Required work:
Shift each bounding-box coordinate in the answers up by 98 and write the lines out again in full, requests included, leaving the numbers in the requests and their format samples unchanged. Begin at the line that has "Detect the referee's right" and stop after the line that has "xmin=76 ymin=152 xmax=89 ymax=167".

┌─ Data section

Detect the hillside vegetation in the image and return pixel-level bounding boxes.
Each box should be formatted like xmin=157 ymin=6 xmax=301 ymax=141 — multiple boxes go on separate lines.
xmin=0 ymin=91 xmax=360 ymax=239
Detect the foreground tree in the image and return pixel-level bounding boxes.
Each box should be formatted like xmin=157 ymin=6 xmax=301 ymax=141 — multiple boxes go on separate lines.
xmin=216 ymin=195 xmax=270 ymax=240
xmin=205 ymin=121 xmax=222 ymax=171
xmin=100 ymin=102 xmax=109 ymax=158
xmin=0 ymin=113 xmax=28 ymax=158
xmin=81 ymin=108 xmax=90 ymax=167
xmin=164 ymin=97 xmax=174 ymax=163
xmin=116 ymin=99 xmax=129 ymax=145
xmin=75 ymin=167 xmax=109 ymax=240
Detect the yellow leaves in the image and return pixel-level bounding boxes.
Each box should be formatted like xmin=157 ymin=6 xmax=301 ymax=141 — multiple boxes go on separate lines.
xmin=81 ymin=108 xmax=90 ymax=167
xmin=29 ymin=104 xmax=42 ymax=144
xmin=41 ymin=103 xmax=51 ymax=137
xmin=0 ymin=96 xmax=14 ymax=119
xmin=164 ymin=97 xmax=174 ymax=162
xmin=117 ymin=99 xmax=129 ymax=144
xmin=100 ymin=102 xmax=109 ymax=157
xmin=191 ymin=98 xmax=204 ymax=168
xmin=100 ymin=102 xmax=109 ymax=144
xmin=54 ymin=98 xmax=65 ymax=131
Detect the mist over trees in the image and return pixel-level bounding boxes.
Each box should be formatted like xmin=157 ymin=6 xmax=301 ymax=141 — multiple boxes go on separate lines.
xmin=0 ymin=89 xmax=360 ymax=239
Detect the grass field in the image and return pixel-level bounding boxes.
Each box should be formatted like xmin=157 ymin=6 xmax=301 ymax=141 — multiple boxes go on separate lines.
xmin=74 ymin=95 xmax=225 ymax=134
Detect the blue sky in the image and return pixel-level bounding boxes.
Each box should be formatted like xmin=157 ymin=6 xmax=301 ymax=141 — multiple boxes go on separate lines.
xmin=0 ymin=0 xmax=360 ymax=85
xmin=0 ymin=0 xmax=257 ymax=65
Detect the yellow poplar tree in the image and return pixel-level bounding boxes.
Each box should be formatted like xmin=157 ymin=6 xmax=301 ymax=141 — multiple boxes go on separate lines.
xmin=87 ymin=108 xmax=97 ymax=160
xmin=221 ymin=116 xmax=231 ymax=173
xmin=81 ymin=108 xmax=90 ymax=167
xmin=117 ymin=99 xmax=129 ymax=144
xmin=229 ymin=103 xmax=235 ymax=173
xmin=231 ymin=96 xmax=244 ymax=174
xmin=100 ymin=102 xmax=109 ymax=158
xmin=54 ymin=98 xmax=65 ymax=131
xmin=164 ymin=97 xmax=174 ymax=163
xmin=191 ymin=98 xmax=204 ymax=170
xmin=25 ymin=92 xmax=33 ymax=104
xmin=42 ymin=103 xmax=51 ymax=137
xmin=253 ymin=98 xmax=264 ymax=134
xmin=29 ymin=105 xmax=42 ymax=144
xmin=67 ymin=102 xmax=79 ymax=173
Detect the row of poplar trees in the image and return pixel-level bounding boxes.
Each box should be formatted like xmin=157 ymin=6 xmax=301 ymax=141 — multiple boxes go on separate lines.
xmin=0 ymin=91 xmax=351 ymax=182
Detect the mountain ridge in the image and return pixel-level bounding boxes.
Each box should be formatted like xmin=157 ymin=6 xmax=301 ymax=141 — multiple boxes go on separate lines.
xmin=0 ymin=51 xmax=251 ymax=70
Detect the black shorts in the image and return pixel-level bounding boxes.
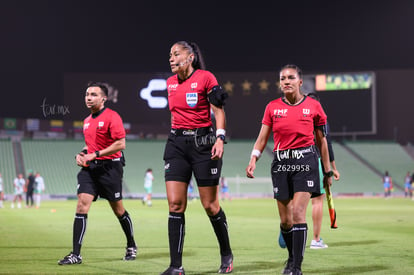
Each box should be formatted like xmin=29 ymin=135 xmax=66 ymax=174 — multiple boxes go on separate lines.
xmin=78 ymin=160 xmax=124 ymax=201
xmin=271 ymin=146 xmax=320 ymax=200
xmin=164 ymin=128 xmax=223 ymax=186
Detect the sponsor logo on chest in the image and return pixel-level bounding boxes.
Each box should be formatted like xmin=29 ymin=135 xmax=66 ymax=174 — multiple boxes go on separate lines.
xmin=273 ymin=109 xmax=288 ymax=118
xmin=185 ymin=93 xmax=198 ymax=107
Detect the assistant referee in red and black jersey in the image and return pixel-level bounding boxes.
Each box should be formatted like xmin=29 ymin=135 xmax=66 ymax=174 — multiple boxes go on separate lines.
xmin=246 ymin=64 xmax=333 ymax=275
xmin=58 ymin=82 xmax=137 ymax=265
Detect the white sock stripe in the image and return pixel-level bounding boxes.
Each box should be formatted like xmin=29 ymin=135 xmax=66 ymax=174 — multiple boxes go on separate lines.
xmin=177 ymin=224 xmax=184 ymax=253
xmin=76 ymin=216 xmax=87 ymax=244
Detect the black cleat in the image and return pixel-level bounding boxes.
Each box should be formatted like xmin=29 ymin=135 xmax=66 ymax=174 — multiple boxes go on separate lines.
xmin=160 ymin=266 xmax=185 ymax=275
xmin=58 ymin=252 xmax=82 ymax=265
xmin=217 ymin=254 xmax=233 ymax=274
xmin=123 ymin=247 xmax=137 ymax=261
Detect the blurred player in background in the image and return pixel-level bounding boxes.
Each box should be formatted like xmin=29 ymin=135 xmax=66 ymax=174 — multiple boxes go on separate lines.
xmin=246 ymin=65 xmax=333 ymax=275
xmin=162 ymin=41 xmax=233 ymax=275
xmin=382 ymin=171 xmax=392 ymax=198
xmin=58 ymin=82 xmax=137 ymax=265
xmin=11 ymin=174 xmax=26 ymax=208
xmin=26 ymin=170 xmax=35 ymax=207
xmin=142 ymin=168 xmax=154 ymax=207
xmin=34 ymin=172 xmax=45 ymax=208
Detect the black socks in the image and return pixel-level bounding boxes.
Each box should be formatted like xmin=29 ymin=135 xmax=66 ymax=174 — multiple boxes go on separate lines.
xmin=168 ymin=212 xmax=185 ymax=268
xmin=209 ymin=208 xmax=231 ymax=256
xmin=118 ymin=210 xmax=136 ymax=247
xmin=72 ymin=213 xmax=88 ymax=255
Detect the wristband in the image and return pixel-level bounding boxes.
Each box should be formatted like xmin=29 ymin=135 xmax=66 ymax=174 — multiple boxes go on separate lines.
xmin=216 ymin=129 xmax=226 ymax=137
xmin=251 ymin=149 xmax=262 ymax=159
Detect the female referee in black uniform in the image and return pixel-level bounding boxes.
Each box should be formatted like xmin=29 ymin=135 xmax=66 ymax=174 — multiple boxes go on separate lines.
xmin=246 ymin=65 xmax=333 ymax=275
xmin=58 ymin=82 xmax=137 ymax=265
xmin=162 ymin=41 xmax=233 ymax=275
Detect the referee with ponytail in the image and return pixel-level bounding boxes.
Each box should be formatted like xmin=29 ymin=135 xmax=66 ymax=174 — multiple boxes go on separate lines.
xmin=161 ymin=41 xmax=233 ymax=275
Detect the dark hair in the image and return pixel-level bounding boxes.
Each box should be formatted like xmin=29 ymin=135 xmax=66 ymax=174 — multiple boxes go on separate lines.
xmin=279 ymin=64 xmax=302 ymax=79
xmin=307 ymin=92 xmax=321 ymax=101
xmin=86 ymin=81 xmax=108 ymax=96
xmin=175 ymin=41 xmax=206 ymax=70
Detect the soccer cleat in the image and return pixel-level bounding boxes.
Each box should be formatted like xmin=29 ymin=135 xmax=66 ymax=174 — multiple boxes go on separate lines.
xmin=217 ymin=254 xmax=233 ymax=274
xmin=58 ymin=252 xmax=82 ymax=265
xmin=310 ymin=239 xmax=328 ymax=249
xmin=123 ymin=247 xmax=137 ymax=261
xmin=279 ymin=232 xmax=286 ymax=248
xmin=282 ymin=258 xmax=293 ymax=275
xmin=290 ymin=268 xmax=302 ymax=275
xmin=160 ymin=266 xmax=185 ymax=275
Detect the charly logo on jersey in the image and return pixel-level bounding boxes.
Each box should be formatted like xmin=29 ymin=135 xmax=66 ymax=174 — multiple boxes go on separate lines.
xmin=273 ymin=109 xmax=288 ymax=118
xmin=185 ymin=93 xmax=198 ymax=107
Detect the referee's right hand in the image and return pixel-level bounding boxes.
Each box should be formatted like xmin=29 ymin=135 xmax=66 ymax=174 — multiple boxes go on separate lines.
xmin=76 ymin=152 xmax=89 ymax=167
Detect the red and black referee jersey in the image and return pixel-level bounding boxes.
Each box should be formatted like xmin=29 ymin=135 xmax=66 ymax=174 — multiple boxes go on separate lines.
xmin=262 ymin=96 xmax=327 ymax=151
xmin=83 ymin=107 xmax=125 ymax=159
xmin=167 ymin=69 xmax=218 ymax=129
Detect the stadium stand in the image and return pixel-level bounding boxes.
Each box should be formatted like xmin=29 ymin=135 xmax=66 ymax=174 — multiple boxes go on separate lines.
xmin=345 ymin=141 xmax=414 ymax=191
xmin=21 ymin=140 xmax=84 ymax=196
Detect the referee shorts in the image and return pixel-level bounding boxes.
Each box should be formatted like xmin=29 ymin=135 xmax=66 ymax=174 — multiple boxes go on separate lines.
xmin=78 ymin=160 xmax=124 ymax=201
xmin=271 ymin=146 xmax=321 ymax=200
xmin=164 ymin=128 xmax=223 ymax=186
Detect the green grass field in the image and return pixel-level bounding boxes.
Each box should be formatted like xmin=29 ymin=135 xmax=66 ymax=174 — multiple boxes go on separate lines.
xmin=0 ymin=198 xmax=414 ymax=275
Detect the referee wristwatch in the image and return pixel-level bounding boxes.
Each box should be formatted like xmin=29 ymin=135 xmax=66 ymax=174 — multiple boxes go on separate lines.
xmin=216 ymin=135 xmax=227 ymax=144
xmin=323 ymin=170 xmax=333 ymax=178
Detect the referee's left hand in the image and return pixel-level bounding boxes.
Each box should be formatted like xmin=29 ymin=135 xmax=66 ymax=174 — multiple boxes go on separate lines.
xmin=211 ymin=138 xmax=224 ymax=160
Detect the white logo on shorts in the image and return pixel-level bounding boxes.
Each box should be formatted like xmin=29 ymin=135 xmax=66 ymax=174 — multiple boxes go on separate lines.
xmin=185 ymin=93 xmax=198 ymax=107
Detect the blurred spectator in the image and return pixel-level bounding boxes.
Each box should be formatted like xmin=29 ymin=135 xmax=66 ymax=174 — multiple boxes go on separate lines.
xmin=25 ymin=170 xmax=35 ymax=207
xmin=34 ymin=172 xmax=45 ymax=208
xmin=11 ymin=174 xmax=26 ymax=208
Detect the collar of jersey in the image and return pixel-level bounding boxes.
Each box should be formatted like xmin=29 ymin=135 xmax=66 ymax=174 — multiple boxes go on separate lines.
xmin=177 ymin=70 xmax=197 ymax=83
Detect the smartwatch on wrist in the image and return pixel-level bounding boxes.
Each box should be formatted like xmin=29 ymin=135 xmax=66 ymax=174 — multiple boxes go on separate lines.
xmin=217 ymin=135 xmax=227 ymax=143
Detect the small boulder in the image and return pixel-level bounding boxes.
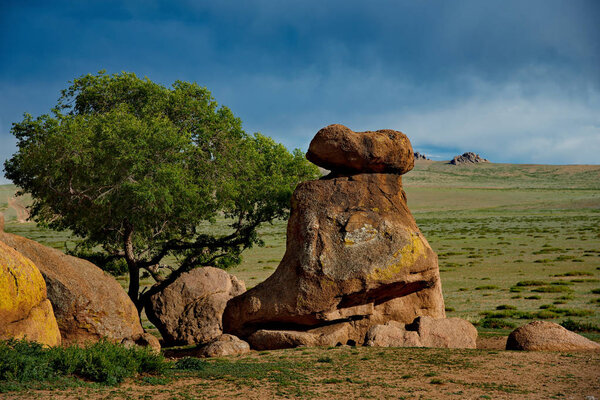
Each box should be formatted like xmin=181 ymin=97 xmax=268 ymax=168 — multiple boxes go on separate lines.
xmin=0 ymin=232 xmax=144 ymax=344
xmin=194 ymin=334 xmax=250 ymax=357
xmin=506 ymin=321 xmax=600 ymax=351
xmin=0 ymin=242 xmax=61 ymax=346
xmin=145 ymin=267 xmax=246 ymax=345
xmin=306 ymin=124 xmax=415 ymax=174
xmin=121 ymin=332 xmax=161 ymax=354
xmin=365 ymin=317 xmax=477 ymax=349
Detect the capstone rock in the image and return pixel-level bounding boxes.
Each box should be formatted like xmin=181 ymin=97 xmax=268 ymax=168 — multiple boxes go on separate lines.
xmin=306 ymin=124 xmax=415 ymax=174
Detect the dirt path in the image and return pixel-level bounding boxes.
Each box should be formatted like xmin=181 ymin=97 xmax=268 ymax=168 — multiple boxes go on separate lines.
xmin=7 ymin=197 xmax=29 ymax=223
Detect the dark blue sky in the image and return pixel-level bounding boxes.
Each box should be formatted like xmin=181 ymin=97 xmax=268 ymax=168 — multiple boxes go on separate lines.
xmin=0 ymin=0 xmax=600 ymax=182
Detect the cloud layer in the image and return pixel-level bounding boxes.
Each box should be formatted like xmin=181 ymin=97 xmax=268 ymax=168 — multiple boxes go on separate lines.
xmin=0 ymin=0 xmax=600 ymax=183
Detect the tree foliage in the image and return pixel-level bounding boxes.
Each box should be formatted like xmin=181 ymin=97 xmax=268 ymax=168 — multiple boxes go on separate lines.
xmin=5 ymin=71 xmax=317 ymax=309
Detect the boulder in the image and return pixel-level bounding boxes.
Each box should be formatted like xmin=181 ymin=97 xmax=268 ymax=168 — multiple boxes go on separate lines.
xmin=0 ymin=242 xmax=61 ymax=346
xmin=506 ymin=321 xmax=600 ymax=351
xmin=121 ymin=333 xmax=161 ymax=354
xmin=223 ymin=125 xmax=445 ymax=348
xmin=0 ymin=232 xmax=144 ymax=344
xmin=306 ymin=124 xmax=415 ymax=174
xmin=450 ymin=151 xmax=489 ymax=165
xmin=145 ymin=267 xmax=246 ymax=345
xmin=365 ymin=317 xmax=477 ymax=349
xmin=194 ymin=334 xmax=250 ymax=357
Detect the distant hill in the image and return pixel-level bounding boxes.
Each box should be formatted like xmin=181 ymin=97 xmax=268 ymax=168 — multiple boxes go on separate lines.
xmin=403 ymin=160 xmax=600 ymax=189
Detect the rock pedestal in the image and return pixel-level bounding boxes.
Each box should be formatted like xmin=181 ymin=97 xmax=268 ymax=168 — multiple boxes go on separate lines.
xmin=223 ymin=125 xmax=460 ymax=348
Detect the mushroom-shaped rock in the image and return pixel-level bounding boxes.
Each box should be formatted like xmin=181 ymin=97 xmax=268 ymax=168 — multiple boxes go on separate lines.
xmin=306 ymin=124 xmax=415 ymax=174
xmin=0 ymin=242 xmax=61 ymax=346
xmin=506 ymin=321 xmax=600 ymax=351
xmin=223 ymin=170 xmax=445 ymax=345
xmin=0 ymin=232 xmax=144 ymax=344
xmin=145 ymin=267 xmax=246 ymax=345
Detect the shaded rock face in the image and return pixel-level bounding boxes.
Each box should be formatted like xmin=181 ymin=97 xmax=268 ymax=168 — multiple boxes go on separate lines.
xmin=0 ymin=242 xmax=61 ymax=346
xmin=223 ymin=125 xmax=445 ymax=348
xmin=145 ymin=267 xmax=246 ymax=345
xmin=0 ymin=232 xmax=144 ymax=344
xmin=365 ymin=317 xmax=477 ymax=349
xmin=450 ymin=151 xmax=489 ymax=165
xmin=306 ymin=125 xmax=415 ymax=174
xmin=193 ymin=334 xmax=250 ymax=357
xmin=506 ymin=321 xmax=600 ymax=351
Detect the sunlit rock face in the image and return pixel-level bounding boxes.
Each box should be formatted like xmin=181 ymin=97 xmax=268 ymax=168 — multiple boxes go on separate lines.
xmin=223 ymin=125 xmax=445 ymax=348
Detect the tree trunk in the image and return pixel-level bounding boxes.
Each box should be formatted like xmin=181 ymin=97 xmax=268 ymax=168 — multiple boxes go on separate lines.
xmin=123 ymin=223 xmax=142 ymax=313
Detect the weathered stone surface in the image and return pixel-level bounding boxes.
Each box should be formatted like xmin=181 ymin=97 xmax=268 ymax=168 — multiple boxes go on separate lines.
xmin=121 ymin=333 xmax=161 ymax=353
xmin=306 ymin=124 xmax=415 ymax=174
xmin=506 ymin=321 xmax=600 ymax=351
xmin=0 ymin=242 xmax=61 ymax=346
xmin=365 ymin=317 xmax=477 ymax=349
xmin=145 ymin=267 xmax=246 ymax=345
xmin=0 ymin=232 xmax=143 ymax=344
xmin=193 ymin=334 xmax=250 ymax=357
xmin=223 ymin=172 xmax=445 ymax=345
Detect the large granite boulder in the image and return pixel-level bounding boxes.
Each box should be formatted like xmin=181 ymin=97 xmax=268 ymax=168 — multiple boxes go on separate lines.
xmin=0 ymin=232 xmax=144 ymax=344
xmin=365 ymin=317 xmax=477 ymax=349
xmin=306 ymin=124 xmax=415 ymax=175
xmin=0 ymin=242 xmax=61 ymax=346
xmin=223 ymin=125 xmax=445 ymax=347
xmin=506 ymin=321 xmax=600 ymax=351
xmin=145 ymin=267 xmax=246 ymax=345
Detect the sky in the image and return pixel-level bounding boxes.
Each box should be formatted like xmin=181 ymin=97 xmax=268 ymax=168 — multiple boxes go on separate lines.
xmin=0 ymin=0 xmax=600 ymax=183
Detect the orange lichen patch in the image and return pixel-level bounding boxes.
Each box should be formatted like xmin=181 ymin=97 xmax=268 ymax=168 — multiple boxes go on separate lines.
xmin=0 ymin=242 xmax=46 ymax=324
xmin=369 ymin=232 xmax=427 ymax=281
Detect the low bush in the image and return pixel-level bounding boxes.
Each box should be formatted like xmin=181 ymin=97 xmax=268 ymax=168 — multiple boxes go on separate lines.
xmin=0 ymin=339 xmax=170 ymax=385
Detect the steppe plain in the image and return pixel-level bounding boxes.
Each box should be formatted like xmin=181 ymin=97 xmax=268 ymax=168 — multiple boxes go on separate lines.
xmin=0 ymin=161 xmax=600 ymax=399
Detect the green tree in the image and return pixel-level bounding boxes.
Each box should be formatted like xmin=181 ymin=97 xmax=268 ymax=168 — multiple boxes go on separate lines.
xmin=4 ymin=71 xmax=317 ymax=311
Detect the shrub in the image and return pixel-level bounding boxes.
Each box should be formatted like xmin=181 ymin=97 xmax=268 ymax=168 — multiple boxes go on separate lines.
xmin=0 ymin=340 xmax=170 ymax=385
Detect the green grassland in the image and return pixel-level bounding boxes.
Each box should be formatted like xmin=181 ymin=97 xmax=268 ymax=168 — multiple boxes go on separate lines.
xmin=0 ymin=161 xmax=600 ymax=340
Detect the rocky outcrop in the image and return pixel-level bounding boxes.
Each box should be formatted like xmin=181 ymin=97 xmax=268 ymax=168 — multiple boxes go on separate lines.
xmin=193 ymin=334 xmax=250 ymax=357
xmin=506 ymin=321 xmax=600 ymax=351
xmin=223 ymin=125 xmax=445 ymax=348
xmin=450 ymin=151 xmax=489 ymax=165
xmin=0 ymin=232 xmax=144 ymax=344
xmin=145 ymin=267 xmax=246 ymax=345
xmin=0 ymin=242 xmax=61 ymax=346
xmin=306 ymin=125 xmax=414 ymax=174
xmin=365 ymin=317 xmax=477 ymax=349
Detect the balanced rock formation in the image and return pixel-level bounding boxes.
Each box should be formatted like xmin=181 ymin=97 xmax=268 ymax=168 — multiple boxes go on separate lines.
xmin=450 ymin=151 xmax=489 ymax=165
xmin=145 ymin=267 xmax=246 ymax=345
xmin=365 ymin=317 xmax=477 ymax=349
xmin=0 ymin=242 xmax=61 ymax=346
xmin=506 ymin=321 xmax=600 ymax=351
xmin=223 ymin=125 xmax=445 ymax=348
xmin=0 ymin=232 xmax=144 ymax=344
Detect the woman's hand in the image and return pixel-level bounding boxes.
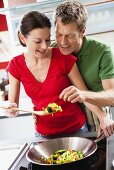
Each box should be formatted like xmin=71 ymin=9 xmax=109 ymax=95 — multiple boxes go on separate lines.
xmin=4 ymin=103 xmax=18 ymax=117
xmin=97 ymin=114 xmax=114 ymax=138
xmin=59 ymin=86 xmax=85 ymax=103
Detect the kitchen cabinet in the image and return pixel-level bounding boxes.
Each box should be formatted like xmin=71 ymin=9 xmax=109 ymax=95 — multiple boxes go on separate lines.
xmin=0 ymin=0 xmax=114 ymax=52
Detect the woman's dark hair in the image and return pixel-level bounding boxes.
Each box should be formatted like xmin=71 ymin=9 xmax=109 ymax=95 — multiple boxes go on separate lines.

└─

Response to the task:
Detect the referee's right hand in the image and return pixel-level bounding boxes.
Each box should be formatted like xmin=29 ymin=135 xmax=66 ymax=174 — multiple boxes go on separate lines.
xmin=174 ymin=250 xmax=187 ymax=265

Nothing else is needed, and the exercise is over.